__Text under study__
>>>
MLB wanted to figure out how to improve the commerce experience at baseball games so fans would buy more premium options and more often.
1. Spending is suppressed by cognitive load, attention limits, and social dynamics.
2. The key moments fans fear missing are in their social group, not the game.
To start, I ran a series of surveys to identify the aspects of the venue experience that make attending games feel uniquely like baseball. This confirmed that food and beverages were the elements most critically linked to the experience, then I dug into fans' experiences when buying F&B at games to understand the highs and lows.
This led to an insight that all fans bring two specific mindsets into ballparks, which are Researching (logistical) and Ritualizing (emotional). From here I knew where to dig deeper during field research.
I went out to ballparks around the country to study how people operate when they are trying to get food.
Using behavioral observation, intercept interviews, and contextual inquiry, I uncovered how the concourse and the individual stands determine fan behavior, as well as which contexts have bearing on the dining and purchasing decisions fans make.
Once I had some hypotheses of what was influencing fans, I had conversations with them while they were making trips to and from the food stands to pressure-test the hypotheses. They told me how they feel about the concourse experience and why it impacts their behaviors the way it does.
<<<
__Exercises to complete__
**1.** List the methods the ballpark research case study names for uncovering how the concourse and the stands shape fan behavior.
**2.** Reproduce the ballpark research case study from "MLB wanted to" to "during field research.".
**3.** Continue the ballpark research case study with what comes next after its last sentence.

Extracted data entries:
>>>
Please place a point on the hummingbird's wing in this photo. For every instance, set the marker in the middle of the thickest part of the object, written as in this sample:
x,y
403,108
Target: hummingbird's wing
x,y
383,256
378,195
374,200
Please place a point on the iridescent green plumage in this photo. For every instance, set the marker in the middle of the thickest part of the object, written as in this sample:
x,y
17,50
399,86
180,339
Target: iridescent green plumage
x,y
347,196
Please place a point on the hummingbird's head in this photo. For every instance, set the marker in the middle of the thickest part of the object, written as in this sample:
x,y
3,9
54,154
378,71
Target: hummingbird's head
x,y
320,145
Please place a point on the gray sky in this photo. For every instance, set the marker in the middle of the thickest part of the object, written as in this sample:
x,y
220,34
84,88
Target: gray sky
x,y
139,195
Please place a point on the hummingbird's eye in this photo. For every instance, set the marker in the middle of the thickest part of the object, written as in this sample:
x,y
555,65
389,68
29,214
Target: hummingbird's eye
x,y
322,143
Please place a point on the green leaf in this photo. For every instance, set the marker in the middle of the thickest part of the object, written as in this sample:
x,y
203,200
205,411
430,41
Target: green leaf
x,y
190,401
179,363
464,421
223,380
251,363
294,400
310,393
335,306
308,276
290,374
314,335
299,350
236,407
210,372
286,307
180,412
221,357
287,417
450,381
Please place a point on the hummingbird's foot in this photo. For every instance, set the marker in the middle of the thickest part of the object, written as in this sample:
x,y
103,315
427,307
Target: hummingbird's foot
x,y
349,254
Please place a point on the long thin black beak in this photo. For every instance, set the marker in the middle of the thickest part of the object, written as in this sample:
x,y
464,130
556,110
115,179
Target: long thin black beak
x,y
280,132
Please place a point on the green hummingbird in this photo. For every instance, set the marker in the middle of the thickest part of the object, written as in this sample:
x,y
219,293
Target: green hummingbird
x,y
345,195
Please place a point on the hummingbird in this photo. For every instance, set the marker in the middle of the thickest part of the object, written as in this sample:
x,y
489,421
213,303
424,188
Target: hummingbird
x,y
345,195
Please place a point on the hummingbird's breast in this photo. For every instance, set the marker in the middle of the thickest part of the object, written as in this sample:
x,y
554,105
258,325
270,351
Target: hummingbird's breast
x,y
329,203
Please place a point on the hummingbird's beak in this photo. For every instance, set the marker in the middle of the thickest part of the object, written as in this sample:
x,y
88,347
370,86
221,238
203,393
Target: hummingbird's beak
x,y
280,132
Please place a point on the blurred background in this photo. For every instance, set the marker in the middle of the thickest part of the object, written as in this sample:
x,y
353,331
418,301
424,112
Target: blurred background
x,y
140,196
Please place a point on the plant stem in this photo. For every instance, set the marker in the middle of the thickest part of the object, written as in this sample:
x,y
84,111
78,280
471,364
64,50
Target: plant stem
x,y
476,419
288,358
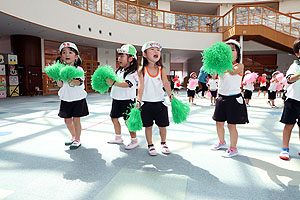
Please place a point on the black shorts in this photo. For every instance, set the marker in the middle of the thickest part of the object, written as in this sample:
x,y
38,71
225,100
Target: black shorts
x,y
263,88
191,93
120,108
247,94
214,93
231,109
73,109
271,95
155,111
291,112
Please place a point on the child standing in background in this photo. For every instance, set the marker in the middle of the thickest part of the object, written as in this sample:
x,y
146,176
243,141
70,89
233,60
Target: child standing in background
x,y
230,105
191,87
262,84
291,110
124,93
213,88
272,90
152,79
72,95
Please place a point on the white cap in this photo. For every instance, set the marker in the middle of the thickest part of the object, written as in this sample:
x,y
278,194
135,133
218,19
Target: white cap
x,y
231,41
68,44
150,44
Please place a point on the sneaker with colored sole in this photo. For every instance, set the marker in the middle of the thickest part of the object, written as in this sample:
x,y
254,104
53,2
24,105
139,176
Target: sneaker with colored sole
x,y
284,155
132,145
218,146
117,140
70,142
229,153
165,149
152,151
75,145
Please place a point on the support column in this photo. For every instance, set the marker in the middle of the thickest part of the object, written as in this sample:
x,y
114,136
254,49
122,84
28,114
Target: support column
x,y
241,42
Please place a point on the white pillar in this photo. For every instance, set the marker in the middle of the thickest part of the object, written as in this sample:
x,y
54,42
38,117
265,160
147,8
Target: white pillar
x,y
43,54
241,42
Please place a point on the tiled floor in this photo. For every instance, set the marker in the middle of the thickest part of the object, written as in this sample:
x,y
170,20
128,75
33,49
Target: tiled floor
x,y
35,164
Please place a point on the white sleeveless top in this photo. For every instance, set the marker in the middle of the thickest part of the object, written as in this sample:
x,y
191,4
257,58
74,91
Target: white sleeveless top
x,y
230,84
153,86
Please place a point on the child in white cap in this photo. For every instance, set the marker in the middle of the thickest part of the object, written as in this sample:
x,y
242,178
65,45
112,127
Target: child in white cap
x,y
73,104
152,79
124,93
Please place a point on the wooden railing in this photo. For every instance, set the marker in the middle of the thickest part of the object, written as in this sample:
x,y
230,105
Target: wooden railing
x,y
262,15
239,15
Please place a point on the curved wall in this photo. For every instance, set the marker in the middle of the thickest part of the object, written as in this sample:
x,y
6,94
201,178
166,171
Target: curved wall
x,y
63,17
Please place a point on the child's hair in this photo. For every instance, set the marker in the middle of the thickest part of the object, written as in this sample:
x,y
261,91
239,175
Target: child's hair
x,y
132,67
145,63
73,48
296,46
<<<
__Answers for this exercise__
**1.** Behavioral observation, intercept interviews, contextual inquiry

**2.**
MLB wanted to figure out how to improve the commerce experience at baseball games so fans would buy more premium options and more often.
1. Spending is suppressed by cognitive load, attention limits, and social dynamics.
2. The key moments fans fear missing are in their social group, not the game.
To start, I ran a series of surveys to identify the aspects of the venue experience that make attending games feel uniquely like baseball. This confirmed that food and beverages were the elements most critically linked to the experience, then I dug into fans' experiences when buying F&B at games to understand the highs and lows.
This led to an insight that all fans bring two specific mindsets into ballparks, which are Researching (logistical) and Ritualizing (emotional). From here I knew where to dig deeper during field research.

**3.**
Back at MLB HQ, I ran a series of workshops with designers and managers from the product team to develop sacrificial concepts exploring the problems identified in the research. These concepts ranged from new stand designs to mobile app features to completely new services, and from simple to major initiatives.
To conclude the research phase, I interviewed fans across the US and Canada about their experiences with the problems found in the field, digging into the causes and how those fans respond. We also analyzed the sacrificial concepts and compared them to analogous experiences in other industries to find out which ones were compelling, and what the team may not have considered when crafting them.
1. All fans bring two specific mindsets to the game (Researching and Ritualizing), but their purchasing behaviors are goal-oriented or open to influence regardless of mindset.
2. We think of slowness as a function of service, but it really comes from having to process too many or too few inputs.
3. We think of lines as a homogeneous funnel of frustration, but lines are more like a series of waiting phases.
4. We expect faster lines to improve the attendance experience, but speed doesn't fill the need for hospitality.
5. We know F&B is critical to the experience, but choosing when and where to get it is a stressful gamble.
6. We remember family trips to the ballpark with nostalgia, but they can be a burden for group leaders.
A. Reimagine physical + digital touch points to minimize their intrusion on the fans' engagement with their party and the game.
B. Personalize food discovery by making it easy to find F&B options that make the trip feel special.
C. Simplify group dining by making F&B management so simple that group organizers can enjoy the game instead of playing 'butler'.